Obiettivo 1
Puoi restituire parola per parola il passo della discussione su Gattuso e il Napoli da "## Raryof (10" a "fallire? Chi lo sa."?

Estratto
____________

# Napoli-Gattuso: no prolungamento contratto.



## Toby rosso nero (10 Agosto 2020)

Come riporta Di Marzio, nulla di fatto dopo l'incontro tra De Laurentiis e Gattuso per discutere di un eventuale prolungamento del contratto, in scadenza nel 2021.
Le parti hanno concordato assieme di rinviare ogni discorso e di non prendere una decisione definitiva. L'intenzione comune è non essere vincolati da accordi lunghi.


----------



## Zenos (10 Agosto 2020)

Veleno non mangia il panettone.


----------



## Raryof (10 Agosto 2020)

Voleva essere sicuro visto che dall'alto del suo essere ormai un grande allenatore non piglia mai contratti più lunghi di 6 mesi-1 anno.
Segno che gli si vuole bene ma non è cosa, Gennà... ora punta alla panchina della Juve così hai fatto il percorso definitivo!


----------



## corvorossonero (10 Agosto 2020)

Ma come il miracolo napoletano Gattuso non rinnova? Ma allora è un ingrato delaurentis . Oppure teme che potrà fallire? Chi lo sa.


----------



## Roten1896 (10 Agosto 2020)

Scelta giustissima per entrambe le parti. 
Il Napoli è giusto che non abbia fretta di prolungare e Rino non è uomo da marciare sopra un eventuale rinnovo per intascare soldi da un esonero.

____________

Voci di identificazione della posizione:
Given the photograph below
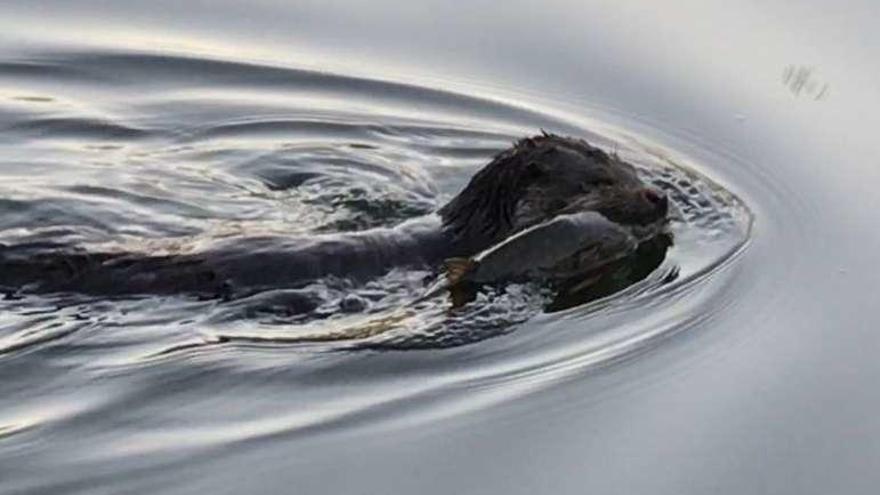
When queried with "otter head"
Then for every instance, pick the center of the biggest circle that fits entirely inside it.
(544, 176)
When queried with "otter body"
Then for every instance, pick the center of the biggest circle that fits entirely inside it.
(536, 180)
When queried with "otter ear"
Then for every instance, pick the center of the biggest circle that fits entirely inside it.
(535, 170)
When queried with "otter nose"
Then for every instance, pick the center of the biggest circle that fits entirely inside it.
(656, 198)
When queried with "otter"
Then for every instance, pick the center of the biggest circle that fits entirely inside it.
(536, 179)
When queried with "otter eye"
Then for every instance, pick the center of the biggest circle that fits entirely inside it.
(535, 169)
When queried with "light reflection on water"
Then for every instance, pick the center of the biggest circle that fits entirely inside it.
(165, 128)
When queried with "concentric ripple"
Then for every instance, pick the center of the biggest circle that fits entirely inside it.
(165, 153)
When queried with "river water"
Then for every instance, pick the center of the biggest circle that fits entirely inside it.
(745, 362)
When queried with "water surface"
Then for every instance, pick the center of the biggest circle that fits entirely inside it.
(743, 363)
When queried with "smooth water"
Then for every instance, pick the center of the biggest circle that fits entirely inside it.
(744, 363)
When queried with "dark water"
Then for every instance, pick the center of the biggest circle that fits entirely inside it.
(744, 363)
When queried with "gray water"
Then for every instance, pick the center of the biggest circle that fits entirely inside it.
(744, 363)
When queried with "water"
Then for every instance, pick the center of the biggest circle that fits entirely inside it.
(745, 362)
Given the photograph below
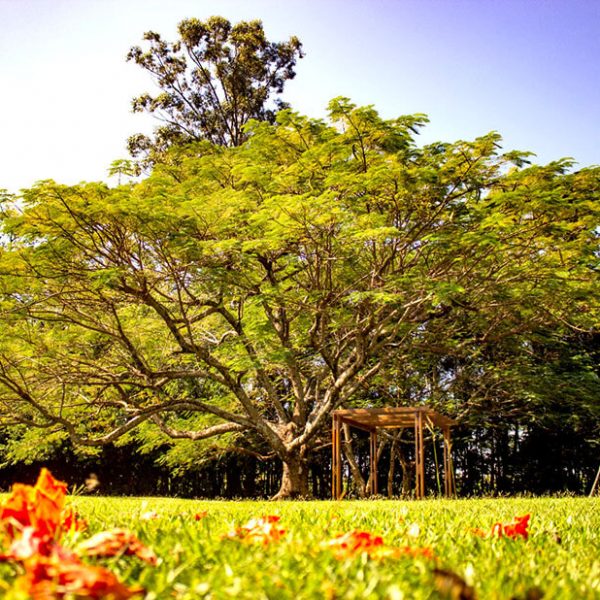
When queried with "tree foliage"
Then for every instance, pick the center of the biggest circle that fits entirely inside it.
(211, 82)
(251, 290)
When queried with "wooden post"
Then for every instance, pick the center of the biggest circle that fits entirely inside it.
(373, 462)
(336, 459)
(333, 458)
(595, 484)
(448, 466)
(419, 456)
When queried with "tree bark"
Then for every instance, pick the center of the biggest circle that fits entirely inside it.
(294, 479)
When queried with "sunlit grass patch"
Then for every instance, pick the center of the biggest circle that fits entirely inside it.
(199, 558)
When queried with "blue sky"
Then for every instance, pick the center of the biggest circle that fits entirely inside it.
(529, 69)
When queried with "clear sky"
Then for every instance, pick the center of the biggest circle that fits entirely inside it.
(529, 69)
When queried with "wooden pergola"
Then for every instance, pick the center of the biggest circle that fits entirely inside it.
(372, 419)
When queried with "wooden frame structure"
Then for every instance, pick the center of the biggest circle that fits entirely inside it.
(372, 419)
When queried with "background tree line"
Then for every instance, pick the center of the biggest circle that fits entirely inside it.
(202, 324)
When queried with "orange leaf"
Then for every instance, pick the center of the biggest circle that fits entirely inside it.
(39, 506)
(115, 542)
(50, 578)
(71, 521)
(357, 542)
(262, 530)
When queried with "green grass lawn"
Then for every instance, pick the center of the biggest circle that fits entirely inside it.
(561, 558)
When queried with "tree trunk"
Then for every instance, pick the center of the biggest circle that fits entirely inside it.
(294, 480)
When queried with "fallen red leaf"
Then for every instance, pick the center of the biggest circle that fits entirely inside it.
(356, 542)
(115, 542)
(51, 578)
(262, 530)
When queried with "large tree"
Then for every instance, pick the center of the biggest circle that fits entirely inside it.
(211, 82)
(254, 289)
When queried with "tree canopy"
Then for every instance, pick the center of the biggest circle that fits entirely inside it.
(251, 289)
(211, 82)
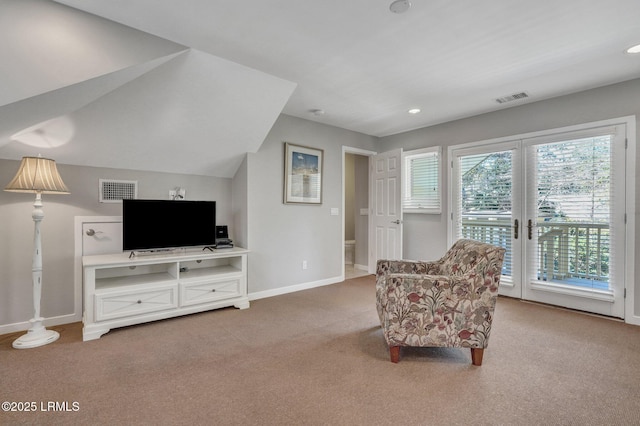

____________

Obiettivo 2
Conta le righe dei record che contengono la stringa "otter", distinguendo tra maiuscole e minuscole. Quante sono? Rispondi solo con il numero.

Risultato corretto 1
## Raryof (10 Agosto 2020)

Voleva essere sicuro visto che dall'alto del suo essere ormai un grande allenatore non piglia mai contratti più lunghi di 6 mesi-1 anno.
Segno che gli si vuole bene ma non è cosa, Gennà... ora punta alla panchina della Juve così hai fatto il percorso definitivo!


----------



## corvorossonero (10 Agosto 2020)

Ma come il miracolo napoletano Gattuso non rinnova? Ma allora è un ingrato delaurentis . Oppure teme che potrà fallire? Chi lo sa.

Risultato corretto 2
6